* BEGIN Article *

The number of officers leaving the Army and RAF early – and also other ranks in the air force – are at a ten-year peak, the Commons Public Accounts Committee said.
The committee disputed the Ministry of Defence’s claim that servicemen and servicewomen being deployed overseas were “stretched but not overstretched”.
The MPs said: “The impact of continuous downsizing [manpower cuts], pressures and overstretch is affecting the [MoD’s] ability to retain and provide a satisfactory life for Armed Forces personnel.” They said that the MoD had been operating “above the most demanding level of operations under defence planning assumptions since 2001 but has not adjusted its manning requirements”.
The MoD accepted that current operations, especially in Iraq and Afghanistan, were “placing a strain on personnel”, particularly in key areas such as nurses, armourers and vehicle mechanics. “However, it does not agree that this factor is leading to an increase in people leaving early,” the committee said in a report on recruitment and retention in the Armed Forces.

* END Article *

**Given instruction 1**:
Reproduce the passage on Armed Forces retention word for word, beginning at the words "The MoD accepted" and stopping after "the Armed Forces.".

* BEGIN Supplied material *

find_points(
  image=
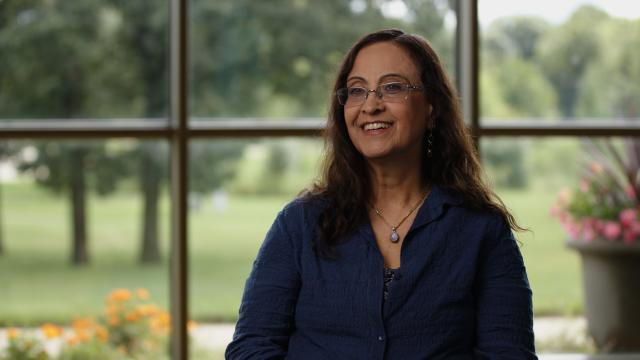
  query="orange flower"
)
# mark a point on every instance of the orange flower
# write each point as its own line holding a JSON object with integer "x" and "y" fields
{"x": 73, "y": 341}
{"x": 102, "y": 334}
{"x": 119, "y": 295}
{"x": 191, "y": 325}
{"x": 113, "y": 310}
{"x": 113, "y": 320}
{"x": 51, "y": 331}
{"x": 13, "y": 333}
{"x": 147, "y": 310}
{"x": 142, "y": 294}
{"x": 83, "y": 335}
{"x": 133, "y": 316}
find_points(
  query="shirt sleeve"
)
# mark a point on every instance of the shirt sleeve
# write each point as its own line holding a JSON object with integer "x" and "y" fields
{"x": 266, "y": 313}
{"x": 504, "y": 312}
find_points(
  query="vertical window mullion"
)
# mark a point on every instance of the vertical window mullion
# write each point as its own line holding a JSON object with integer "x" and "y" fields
{"x": 467, "y": 63}
{"x": 179, "y": 177}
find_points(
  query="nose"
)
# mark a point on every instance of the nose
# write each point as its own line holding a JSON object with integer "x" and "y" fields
{"x": 370, "y": 106}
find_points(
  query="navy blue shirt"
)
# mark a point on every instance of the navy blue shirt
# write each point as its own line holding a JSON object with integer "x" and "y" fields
{"x": 461, "y": 291}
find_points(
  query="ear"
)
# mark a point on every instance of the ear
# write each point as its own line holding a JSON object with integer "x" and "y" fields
{"x": 430, "y": 120}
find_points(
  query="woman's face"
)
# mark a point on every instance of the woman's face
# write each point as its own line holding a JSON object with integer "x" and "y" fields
{"x": 382, "y": 129}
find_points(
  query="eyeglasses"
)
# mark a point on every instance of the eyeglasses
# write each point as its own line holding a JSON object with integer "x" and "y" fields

* END Supplied material *

**Given instruction 2**:
From the listing, return every line in which the word "flower" appears.

**Final result 1**:
The MoD accepted that current operations, especially in Iraq and Afghanistan, were “placing a strain on personnel”, particularly in key areas such as nurses, armourers and vehicle mechanics. “However, it does not agree that this factor is leading to an increase in people leaving early,” the committee said in a report on recruitment and retention in the Armed Forces.

**Final result 2**:
  query="orange flower"
# mark a point on every instance of the orange flower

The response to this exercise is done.